* List of tasks:
a – In the excerpt provided, condense the paragraph beginning "A REPORTER asks a councillor" into a short bulleted list that keeps its main points.
b – According to the excerpt provided, how much does the NHS spend each year dealing with obesity?

* Excerpt provided:
A REPORTER asks a councillor whether Birmingham Airport should be renamed in honour of Ozzy Osbourne and the councillor says: "It's an interesting idea and I've got an open mind." I bet there's as much chance of renaming the airport after Ozzy as there is of styling it after that other son of Brum, Enoch Powell. As a general rule, when you put a local hero's name above your airport, as with John Lennon in Liverpool or George Best in Belfast, the place is forever branded as second-rate and provincial. "Birmingham Airport" is a world brand and has a simple dignity. Don't mess with it.

OUR changing language. They are drunken yobs for the other 364 nights of the year but at the New Year they become "revellers".

THE NHS spends more than £5,000 million a year dealing with obesity. It is, in every sense, a growth industry. Now, the Royal College of Physicians claims the service is inadequate. In other words, we ought to spend a few billion more. The NHS was created to cure people who fall ill or infirm. Since when did stuffing your face become an illness? And why should we taxpayers fork out a fortune for people who could cure themselves simply by eating less?

I COULD certainly eat a lot less of one cheese I was given over the festive peiod. Why, when you have made a perfectly good Cheshire cheese, would anyone add apple, ginger and Irish whiskey? Yuk.

[Excerpts of bounding box data]
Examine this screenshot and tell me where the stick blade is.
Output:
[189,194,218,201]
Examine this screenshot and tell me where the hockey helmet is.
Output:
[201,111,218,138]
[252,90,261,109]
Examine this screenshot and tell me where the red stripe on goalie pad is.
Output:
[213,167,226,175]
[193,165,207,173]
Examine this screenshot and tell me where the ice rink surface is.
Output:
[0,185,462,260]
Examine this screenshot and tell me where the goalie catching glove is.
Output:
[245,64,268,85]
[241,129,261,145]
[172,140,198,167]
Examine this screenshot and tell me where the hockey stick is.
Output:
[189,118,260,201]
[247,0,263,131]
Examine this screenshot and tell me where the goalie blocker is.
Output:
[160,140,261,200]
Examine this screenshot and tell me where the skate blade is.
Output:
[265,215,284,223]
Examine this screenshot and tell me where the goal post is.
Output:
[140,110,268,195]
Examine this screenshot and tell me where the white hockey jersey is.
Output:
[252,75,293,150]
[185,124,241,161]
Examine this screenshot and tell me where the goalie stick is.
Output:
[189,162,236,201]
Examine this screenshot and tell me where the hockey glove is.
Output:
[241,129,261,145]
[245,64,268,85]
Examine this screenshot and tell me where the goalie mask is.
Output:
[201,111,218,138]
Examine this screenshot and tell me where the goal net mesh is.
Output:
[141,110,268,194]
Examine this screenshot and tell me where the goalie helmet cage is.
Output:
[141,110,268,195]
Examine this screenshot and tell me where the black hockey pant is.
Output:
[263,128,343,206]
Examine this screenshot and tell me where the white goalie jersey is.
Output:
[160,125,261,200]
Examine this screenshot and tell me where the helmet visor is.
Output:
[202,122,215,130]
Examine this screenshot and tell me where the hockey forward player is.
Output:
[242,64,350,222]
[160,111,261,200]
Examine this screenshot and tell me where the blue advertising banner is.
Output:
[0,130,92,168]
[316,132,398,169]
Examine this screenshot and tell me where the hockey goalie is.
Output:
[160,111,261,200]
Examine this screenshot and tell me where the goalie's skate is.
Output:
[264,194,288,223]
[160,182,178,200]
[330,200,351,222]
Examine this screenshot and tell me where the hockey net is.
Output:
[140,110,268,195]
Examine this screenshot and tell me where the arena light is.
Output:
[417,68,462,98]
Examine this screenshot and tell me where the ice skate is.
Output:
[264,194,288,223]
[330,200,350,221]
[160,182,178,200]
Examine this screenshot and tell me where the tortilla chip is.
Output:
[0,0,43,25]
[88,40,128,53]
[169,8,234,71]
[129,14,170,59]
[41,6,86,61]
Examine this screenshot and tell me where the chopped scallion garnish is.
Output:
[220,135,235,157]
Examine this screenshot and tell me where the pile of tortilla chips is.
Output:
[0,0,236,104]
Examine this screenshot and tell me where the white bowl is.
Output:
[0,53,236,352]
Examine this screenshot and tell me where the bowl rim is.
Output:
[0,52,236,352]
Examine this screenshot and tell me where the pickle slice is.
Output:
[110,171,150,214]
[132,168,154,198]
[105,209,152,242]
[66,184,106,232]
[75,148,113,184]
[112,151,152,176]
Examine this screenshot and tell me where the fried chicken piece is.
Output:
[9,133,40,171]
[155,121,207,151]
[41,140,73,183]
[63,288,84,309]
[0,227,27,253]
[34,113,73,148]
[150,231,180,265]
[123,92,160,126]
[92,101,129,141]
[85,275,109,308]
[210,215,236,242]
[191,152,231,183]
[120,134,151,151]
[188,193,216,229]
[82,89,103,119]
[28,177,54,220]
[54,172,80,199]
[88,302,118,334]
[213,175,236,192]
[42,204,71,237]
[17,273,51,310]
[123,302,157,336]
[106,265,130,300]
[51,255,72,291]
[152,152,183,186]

* Task answers:
a –
- A councillor asked about renaming Birmingham Airport in honour of Ozzy Osbourne called it an interesting idea and said they had an open mind.
- The writer bets it is as likely as naming the airport after Enoch Powell, another son of Brum.
- Naming an airport after a local hero, as with John Lennon in Liverpool or George Best in Belfast, brands the place as second-rate and provincial.
- "Birmingham Airport" is a world brand with a simple dignity and should be left alone.

b – More than £5,000 million a year.